She started taking the CBD he provided for her and describes it as “life-changing”.

“I had been asking my GP for five years to refer me for a prescription. I knew I had no chance of getting an NHS prescription but I kept on saying it because I believed that the cannabis worked,” she said.

“I knew if I took the oil an hour before my grandchildren arrived then it gave me background pain relief, relaxation and a little bit of energy.”

Mary faced a lot of stigma when it came to her cannabis consumption. Her husband didn’t agree with it. Also, no one in her social circle used cannabis. It caused a lot of hurt and pain when her friends initially blamed her weight loss on cannabis addiction.

“I started to really question everything during the summer because I was eating healthily,” said Mary.

“I knew my best friends were looking at me and blaming cannabis. That made me so angry. They Googled it and saw that weight loss is a side effect so they decided I was addicted and cannabis was doing this to me. They walked away and left me.”

Fibromyalgia: A bottle of yellow CBD oil in a person's hands as they open the bottle

Fibromyalgia and weight loss

Although the cannabis appeared to be working, it was unable to stop the weight loss. Mary’s doctors, becoming alarmed, ramped up her testing to determine what was wrong. They began to test her stomach, blood and bowels looking for different forms of cancer.

Eventually, she was diagnosed with a metal allergy from her implant. But this was not news to Mary, as she had always been aware of her allergy to different metals, something that was already recorded on her medical notes.

“I have been careful all my life but there was no test at the time. I don’t even own a bottle of perfume or body lotion, yet I let them put a lump of metal into my body and didn’t think what it was made of.”

Mary is now facing further surgery in the next few weeks to replace the metal implant with a carbon one that she is not allergic to. There is no option to just remove the implant as the bones would be unable to support the weight.

Going without cannabis is not an option for Mary. Her pain is highly aggravated by everyday events such as taking a bath and her weight loss contributes to the nerve pain she feels.

“I’m only six stone so my nerves are now raw. My whole body is agitated, it feels like it is being slowly poisoned.”

Access issues

Thanks to a legal prescription Mary has been able to come off her prescription painkillers, but she is still facing issues when it comes to accessing her medication.

Her prescription can get delayed reaching Northern Ireland and the product she has been using is often out of stock. This means that even when she finds something that works, she is often forced to try something new and it may not reach her in time, leaving her without medication.

“It’s a minefield. I don’t think I have had three months in a row where I have the same prescription without a stock issue,” she said.

----------

ASSIGNED TASK 1 =>
Answer these questions about the article on Mary's cannabis use, one per line:
(a) What did Mary's friends initially blame her weight loss on?
(b) What kind of implant is meant to replace Mary's metal implant?
(c) What has a legal prescription let Mary come off?
ASSIGNED TASK 2 =>
Repeat the passage from the article on Mary's cannabis use that begins with the words containing "She started taking" and ends with "on cannabis addiction.".

SUPPLIED DATA =>

----------

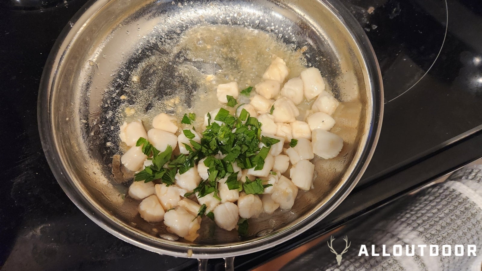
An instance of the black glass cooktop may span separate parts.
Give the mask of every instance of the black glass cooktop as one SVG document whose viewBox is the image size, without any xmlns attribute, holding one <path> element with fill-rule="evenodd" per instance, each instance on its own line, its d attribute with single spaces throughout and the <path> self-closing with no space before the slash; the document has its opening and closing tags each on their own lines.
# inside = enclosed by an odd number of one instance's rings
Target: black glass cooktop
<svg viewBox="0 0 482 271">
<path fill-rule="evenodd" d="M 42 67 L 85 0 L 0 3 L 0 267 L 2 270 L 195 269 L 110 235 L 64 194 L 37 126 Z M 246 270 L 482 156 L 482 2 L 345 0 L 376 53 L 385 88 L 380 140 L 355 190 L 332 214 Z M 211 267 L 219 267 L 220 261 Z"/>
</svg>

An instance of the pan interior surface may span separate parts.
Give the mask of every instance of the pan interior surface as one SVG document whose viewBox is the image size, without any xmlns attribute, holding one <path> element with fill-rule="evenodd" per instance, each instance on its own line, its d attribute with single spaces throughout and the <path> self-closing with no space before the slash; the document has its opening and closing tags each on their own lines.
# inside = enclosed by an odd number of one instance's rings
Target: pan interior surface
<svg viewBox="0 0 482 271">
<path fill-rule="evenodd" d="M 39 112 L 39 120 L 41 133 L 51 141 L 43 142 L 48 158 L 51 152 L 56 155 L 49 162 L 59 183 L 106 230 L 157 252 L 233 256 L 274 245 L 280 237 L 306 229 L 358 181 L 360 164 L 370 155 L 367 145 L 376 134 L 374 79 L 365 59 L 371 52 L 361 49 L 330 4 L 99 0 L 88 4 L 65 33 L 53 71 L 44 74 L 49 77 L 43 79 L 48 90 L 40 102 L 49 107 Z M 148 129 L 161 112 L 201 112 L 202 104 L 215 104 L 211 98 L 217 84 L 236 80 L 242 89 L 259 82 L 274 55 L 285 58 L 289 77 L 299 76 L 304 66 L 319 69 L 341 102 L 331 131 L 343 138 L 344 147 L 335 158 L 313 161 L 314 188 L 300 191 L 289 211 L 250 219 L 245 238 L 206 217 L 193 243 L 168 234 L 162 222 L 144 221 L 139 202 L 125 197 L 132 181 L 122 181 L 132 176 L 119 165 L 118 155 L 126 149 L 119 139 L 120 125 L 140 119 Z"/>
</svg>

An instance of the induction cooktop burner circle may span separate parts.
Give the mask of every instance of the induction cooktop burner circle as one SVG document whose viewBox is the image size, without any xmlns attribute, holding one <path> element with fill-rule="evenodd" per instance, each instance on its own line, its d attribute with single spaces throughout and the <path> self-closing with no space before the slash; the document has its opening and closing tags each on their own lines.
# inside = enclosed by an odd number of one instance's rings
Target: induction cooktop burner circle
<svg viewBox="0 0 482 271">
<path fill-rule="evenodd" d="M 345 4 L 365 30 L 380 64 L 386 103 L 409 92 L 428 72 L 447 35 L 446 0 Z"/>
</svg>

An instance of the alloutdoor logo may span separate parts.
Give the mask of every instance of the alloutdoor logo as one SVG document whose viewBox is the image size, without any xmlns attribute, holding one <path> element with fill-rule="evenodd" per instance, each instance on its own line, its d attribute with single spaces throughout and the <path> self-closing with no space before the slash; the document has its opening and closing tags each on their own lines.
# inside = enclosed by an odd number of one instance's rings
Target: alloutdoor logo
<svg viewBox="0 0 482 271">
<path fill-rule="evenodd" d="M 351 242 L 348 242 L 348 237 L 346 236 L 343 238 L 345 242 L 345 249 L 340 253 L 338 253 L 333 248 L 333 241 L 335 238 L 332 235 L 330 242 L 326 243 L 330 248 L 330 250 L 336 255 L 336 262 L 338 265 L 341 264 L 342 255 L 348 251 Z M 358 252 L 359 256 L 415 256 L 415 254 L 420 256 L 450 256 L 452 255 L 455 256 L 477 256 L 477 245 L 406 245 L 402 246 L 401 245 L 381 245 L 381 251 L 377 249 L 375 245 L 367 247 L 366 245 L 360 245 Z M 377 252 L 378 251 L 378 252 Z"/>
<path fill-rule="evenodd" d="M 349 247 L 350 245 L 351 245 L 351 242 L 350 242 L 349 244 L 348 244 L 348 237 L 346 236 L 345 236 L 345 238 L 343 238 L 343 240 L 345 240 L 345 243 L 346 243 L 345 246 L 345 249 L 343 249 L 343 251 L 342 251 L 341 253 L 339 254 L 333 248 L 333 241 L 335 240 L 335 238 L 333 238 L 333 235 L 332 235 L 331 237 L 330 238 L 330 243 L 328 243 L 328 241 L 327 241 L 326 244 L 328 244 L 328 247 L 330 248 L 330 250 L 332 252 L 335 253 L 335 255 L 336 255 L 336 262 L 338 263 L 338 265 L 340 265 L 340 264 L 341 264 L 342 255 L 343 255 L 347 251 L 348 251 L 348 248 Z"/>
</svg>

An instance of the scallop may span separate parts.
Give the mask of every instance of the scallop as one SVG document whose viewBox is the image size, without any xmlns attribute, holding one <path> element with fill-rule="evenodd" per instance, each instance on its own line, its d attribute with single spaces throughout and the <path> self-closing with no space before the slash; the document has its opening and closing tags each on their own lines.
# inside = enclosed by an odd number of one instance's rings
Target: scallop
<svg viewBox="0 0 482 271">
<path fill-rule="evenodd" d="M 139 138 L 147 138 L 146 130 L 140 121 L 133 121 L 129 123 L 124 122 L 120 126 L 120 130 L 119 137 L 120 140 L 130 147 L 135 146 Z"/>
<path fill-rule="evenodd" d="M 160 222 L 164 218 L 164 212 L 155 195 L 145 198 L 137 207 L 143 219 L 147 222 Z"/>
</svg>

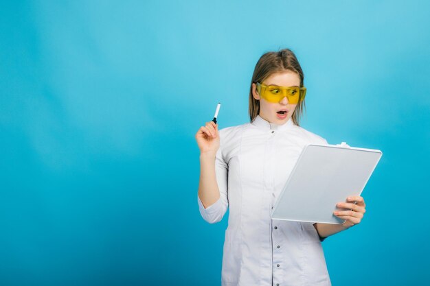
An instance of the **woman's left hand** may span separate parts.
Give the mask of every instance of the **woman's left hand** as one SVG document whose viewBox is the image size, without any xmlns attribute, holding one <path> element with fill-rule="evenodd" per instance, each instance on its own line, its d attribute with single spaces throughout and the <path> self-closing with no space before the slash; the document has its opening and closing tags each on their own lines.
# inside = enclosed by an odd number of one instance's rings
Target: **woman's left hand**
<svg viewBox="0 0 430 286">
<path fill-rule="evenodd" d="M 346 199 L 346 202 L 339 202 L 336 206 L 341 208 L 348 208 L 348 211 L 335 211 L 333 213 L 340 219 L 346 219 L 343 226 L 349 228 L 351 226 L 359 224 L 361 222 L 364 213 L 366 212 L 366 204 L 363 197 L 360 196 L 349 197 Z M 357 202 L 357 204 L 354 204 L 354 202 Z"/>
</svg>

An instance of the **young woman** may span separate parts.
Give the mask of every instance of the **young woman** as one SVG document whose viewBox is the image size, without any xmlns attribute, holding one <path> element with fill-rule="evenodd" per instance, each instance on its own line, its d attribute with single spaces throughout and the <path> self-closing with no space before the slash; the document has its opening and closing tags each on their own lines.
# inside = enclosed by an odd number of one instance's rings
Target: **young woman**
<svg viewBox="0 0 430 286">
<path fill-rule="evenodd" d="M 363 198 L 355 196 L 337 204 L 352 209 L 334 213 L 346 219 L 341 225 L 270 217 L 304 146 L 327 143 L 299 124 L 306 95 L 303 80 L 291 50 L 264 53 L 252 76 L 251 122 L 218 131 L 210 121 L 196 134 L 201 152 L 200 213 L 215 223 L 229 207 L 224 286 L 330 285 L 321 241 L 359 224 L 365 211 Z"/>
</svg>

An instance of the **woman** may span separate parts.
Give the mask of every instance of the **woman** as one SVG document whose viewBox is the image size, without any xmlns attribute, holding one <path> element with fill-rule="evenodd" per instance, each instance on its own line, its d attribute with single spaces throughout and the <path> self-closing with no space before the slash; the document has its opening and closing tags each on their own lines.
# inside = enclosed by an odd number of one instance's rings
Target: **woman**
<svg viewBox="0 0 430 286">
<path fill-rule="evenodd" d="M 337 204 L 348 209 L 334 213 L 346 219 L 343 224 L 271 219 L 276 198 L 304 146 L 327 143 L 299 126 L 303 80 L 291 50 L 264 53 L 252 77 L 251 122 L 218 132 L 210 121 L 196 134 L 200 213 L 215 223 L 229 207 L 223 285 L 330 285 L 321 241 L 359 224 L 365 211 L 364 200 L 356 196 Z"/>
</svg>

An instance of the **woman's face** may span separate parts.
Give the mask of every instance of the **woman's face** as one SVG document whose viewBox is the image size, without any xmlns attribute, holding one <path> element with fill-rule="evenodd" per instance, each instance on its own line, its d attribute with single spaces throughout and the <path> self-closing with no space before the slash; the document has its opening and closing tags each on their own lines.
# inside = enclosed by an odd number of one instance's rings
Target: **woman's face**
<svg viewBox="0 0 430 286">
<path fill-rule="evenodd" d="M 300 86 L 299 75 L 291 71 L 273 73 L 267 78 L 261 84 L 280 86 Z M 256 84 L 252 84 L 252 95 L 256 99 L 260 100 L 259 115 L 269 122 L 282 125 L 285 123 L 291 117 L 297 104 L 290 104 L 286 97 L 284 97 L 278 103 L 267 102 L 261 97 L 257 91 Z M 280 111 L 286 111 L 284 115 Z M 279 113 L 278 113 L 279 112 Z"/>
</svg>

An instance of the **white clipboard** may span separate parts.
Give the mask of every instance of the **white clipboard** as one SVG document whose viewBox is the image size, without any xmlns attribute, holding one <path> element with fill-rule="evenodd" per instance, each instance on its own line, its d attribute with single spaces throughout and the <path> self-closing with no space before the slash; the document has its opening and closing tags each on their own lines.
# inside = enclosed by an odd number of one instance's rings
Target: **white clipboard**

----------

WRITTEN REPLY 1 =>
(a) Cannabis addiction
(b) A carbon implant
(c) Her prescription painkillers

WRITTEN REPLY 2 =>
She started taking the CBD he provided for her and describes it as “life-changing”.

“I had been asking my GP for five years to refer me for a prescription. I knew I had no chance of getting an NHS prescription but I kept on saying it because I believed that the cannabis worked,” she said.

“I knew if I took the oil an hour before my grandchildren arrived then it gave me background pain relief, relaxation and a little bit of energy.”

Mary faced a lot of stigma when it came to her cannabis consumption. Her husband didn’t agree with it. Also, no one in her social circle used cannabis. It caused a lot of hurt and pain when her friends initially blamed her weight loss on cannabis addiction.